#### MATERIAL FOR THIS EXERCISE:
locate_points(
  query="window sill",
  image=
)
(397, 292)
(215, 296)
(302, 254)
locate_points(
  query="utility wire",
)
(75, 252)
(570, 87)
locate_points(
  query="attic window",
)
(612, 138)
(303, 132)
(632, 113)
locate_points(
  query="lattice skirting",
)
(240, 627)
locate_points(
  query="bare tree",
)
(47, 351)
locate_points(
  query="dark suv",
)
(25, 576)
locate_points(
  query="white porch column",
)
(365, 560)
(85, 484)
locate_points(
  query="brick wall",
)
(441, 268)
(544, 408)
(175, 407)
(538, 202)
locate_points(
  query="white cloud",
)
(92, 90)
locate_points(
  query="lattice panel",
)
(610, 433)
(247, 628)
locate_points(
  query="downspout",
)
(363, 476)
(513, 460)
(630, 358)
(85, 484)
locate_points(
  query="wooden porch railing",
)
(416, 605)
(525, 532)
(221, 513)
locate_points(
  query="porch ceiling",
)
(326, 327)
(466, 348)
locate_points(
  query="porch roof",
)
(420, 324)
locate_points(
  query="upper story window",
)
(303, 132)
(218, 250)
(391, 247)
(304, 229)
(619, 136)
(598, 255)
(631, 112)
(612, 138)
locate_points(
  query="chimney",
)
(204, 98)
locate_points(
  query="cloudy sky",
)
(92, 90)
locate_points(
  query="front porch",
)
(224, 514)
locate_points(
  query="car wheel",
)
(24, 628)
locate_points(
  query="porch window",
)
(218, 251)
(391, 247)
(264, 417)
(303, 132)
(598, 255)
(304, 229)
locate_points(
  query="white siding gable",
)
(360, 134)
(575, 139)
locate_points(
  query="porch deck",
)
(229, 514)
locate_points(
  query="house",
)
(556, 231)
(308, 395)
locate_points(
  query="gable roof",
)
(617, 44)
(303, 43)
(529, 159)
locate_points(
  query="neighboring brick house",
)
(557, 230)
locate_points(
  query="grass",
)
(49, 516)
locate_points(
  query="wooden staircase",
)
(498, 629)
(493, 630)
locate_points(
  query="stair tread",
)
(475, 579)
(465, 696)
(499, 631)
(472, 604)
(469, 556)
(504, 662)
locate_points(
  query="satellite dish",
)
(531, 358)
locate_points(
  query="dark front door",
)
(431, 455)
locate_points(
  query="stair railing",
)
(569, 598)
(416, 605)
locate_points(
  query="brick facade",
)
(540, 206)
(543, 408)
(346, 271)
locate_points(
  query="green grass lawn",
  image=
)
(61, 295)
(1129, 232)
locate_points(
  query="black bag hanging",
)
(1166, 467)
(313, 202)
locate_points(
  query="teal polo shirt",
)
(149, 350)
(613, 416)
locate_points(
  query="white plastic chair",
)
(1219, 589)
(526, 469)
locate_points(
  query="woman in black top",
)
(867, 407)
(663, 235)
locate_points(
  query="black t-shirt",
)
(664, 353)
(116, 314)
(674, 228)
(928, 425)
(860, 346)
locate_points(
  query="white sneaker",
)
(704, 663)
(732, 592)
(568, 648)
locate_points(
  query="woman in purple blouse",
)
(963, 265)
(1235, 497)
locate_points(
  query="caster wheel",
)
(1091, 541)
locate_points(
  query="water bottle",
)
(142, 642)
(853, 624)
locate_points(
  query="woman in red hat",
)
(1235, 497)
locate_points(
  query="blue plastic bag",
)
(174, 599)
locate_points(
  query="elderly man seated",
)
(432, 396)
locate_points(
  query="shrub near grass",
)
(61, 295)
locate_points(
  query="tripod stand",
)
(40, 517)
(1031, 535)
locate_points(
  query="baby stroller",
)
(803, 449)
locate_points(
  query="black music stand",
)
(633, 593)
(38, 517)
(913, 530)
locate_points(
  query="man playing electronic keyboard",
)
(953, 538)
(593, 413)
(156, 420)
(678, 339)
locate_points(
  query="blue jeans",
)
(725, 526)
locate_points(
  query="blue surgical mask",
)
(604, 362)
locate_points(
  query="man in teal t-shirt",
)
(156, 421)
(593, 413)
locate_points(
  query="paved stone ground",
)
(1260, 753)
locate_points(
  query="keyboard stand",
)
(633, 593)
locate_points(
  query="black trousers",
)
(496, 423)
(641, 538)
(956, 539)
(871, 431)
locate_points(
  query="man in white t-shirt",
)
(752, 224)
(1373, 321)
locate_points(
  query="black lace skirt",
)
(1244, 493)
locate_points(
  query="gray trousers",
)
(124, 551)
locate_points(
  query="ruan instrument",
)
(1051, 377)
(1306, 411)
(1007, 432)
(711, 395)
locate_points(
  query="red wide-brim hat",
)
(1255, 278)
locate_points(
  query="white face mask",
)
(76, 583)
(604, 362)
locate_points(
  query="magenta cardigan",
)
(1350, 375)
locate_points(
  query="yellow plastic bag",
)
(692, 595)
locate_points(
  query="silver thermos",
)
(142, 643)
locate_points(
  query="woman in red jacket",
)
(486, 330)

#### EXERCISE TASK:
Your task is to repeat every line exactly.

#### TASK SOLUTION:
locate_points(
  query="window sill",
  image=
)
(397, 292)
(215, 296)
(302, 254)
locate_points(
  query="utility wire",
)
(75, 252)
(570, 87)
locate_points(
  query="attic window",
)
(612, 138)
(303, 132)
(632, 113)
locate_points(
  query="lattice skirting",
)
(240, 627)
locate_points(
  query="bare tree",
)
(47, 351)
locate_points(
  query="dark suv",
)
(25, 576)
locate_points(
  query="white porch column",
)
(365, 560)
(85, 484)
locate_points(
  query="brick wall",
)
(441, 268)
(544, 408)
(175, 407)
(538, 202)
locate_points(
  query="white cloud",
)
(92, 90)
locate_points(
  query="lattice panel",
)
(610, 433)
(247, 628)
locate_points(
  query="downspout",
)
(363, 476)
(513, 460)
(630, 358)
(85, 484)
locate_points(
  query="wooden porch railing",
)
(416, 605)
(525, 532)
(221, 513)
locate_points(
  query="porch ceiling",
)
(326, 327)
(466, 348)
locate_points(
  query="porch roof",
)
(420, 324)
locate_points(
  query="upper story window",
)
(303, 132)
(218, 250)
(391, 247)
(304, 229)
(619, 136)
(598, 255)
(631, 112)
(612, 138)
locate_points(
  query="chimney",
)
(204, 98)
locate_points(
  query="cloudy sky",
)
(92, 90)
locate_points(
  query="front porch",
)
(224, 514)
locate_points(
  query="car wheel",
)
(24, 628)
locate_points(
  query="porch window",
)
(218, 251)
(391, 247)
(264, 417)
(303, 132)
(598, 255)
(304, 229)
locate_points(
  query="white siding gable",
)
(360, 134)
(575, 139)
locate_points(
  query="porch deck",
)
(229, 514)
locate_points(
  query="house",
)
(556, 231)
(308, 395)
locate_points(
  query="gable roof",
)
(617, 44)
(303, 43)
(529, 159)
locate_points(
  query="neighboring brick house",
)
(557, 230)
locate_points(
  query="grass",
)
(49, 516)
locate_points(
  query="wooden staircase",
)
(498, 629)
(493, 630)
locate_points(
  query="stair tread",
)
(475, 579)
(465, 696)
(499, 631)
(472, 604)
(469, 556)
(504, 662)
locate_points(
  query="satellite dish",
)
(531, 358)
locate_points(
  query="dark front door",
)
(431, 455)
locate_points(
  query="stair railing",
)
(569, 598)
(416, 605)
locate_points(
  query="brick facade",
)
(540, 206)
(543, 408)
(346, 271)
locate_points(
  query="green grass lawn",
  image=
)
(61, 295)
(1129, 232)
locate_points(
  query="black bag hanging",
)
(1166, 467)
(313, 202)
locate_points(
  query="teal polo shirt",
)
(149, 350)
(613, 416)
locate_points(
  query="white plastic chair",
)
(1219, 589)
(526, 469)
locate_points(
  query="woman in black top",
)
(867, 407)
(663, 235)
locate_points(
  query="black t-shirt",
)
(664, 353)
(116, 314)
(674, 228)
(928, 425)
(860, 346)
locate_points(
  query="white sneaker",
)
(704, 663)
(732, 592)
(568, 648)
locate_points(
  query="woman in purple blouse",
)
(963, 265)
(1235, 497)
locate_points(
  query="caster wheel",
)
(1091, 541)
locate_points(
  query="water bottle",
)
(142, 642)
(853, 624)
locate_points(
  query="woman in red hat",
)
(1235, 497)
locate_points(
  query="blue plastic bag",
)
(174, 599)
locate_points(
  query="elderly man seated",
)
(432, 396)
locate_points(
  query="shrub near grass",
)
(61, 295)
locate_points(
  query="tripod stand",
)
(40, 517)
(1031, 535)
locate_points(
  query="baby stroller",
)
(803, 449)
locate_points(
  query="black music stand",
)
(633, 593)
(38, 517)
(913, 530)
locate_points(
  query="man playing electronic keyboard",
)
(953, 538)
(593, 413)
(156, 420)
(678, 339)
locate_points(
  query="blue jeans",
)
(725, 526)
locate_points(
  query="blue surgical mask",
)
(604, 362)
locate_points(
  query="man in teal t-shirt",
)
(156, 421)
(593, 413)
locate_points(
  query="paved stone ground",
)
(1260, 753)
locate_points(
  query="keyboard stand",
)
(633, 593)
locate_points(
  query="black trousers",
)
(496, 423)
(641, 538)
(956, 539)
(871, 431)
locate_points(
  query="man in white t-shirt",
)
(752, 224)
(1373, 321)
locate_points(
  query="black lace skirt",
)
(1244, 493)
locate_points(
  query="gray trousers",
)
(124, 551)
locate_points(
  query="ruan instrument",
)
(1051, 377)
(1306, 411)
(1007, 432)
(711, 395)
locate_points(
  query="red wide-brim hat",
)
(1255, 278)
locate_points(
  query="white face mask",
)
(76, 583)
(604, 362)
locate_points(
  query="magenta cardigan",
)
(1350, 375)
locate_points(
  query="yellow plastic bag",
)
(692, 595)
locate_points(
  query="silver thermos",
)
(142, 643)
locate_points(
  query="woman in red jacket",
)
(486, 330)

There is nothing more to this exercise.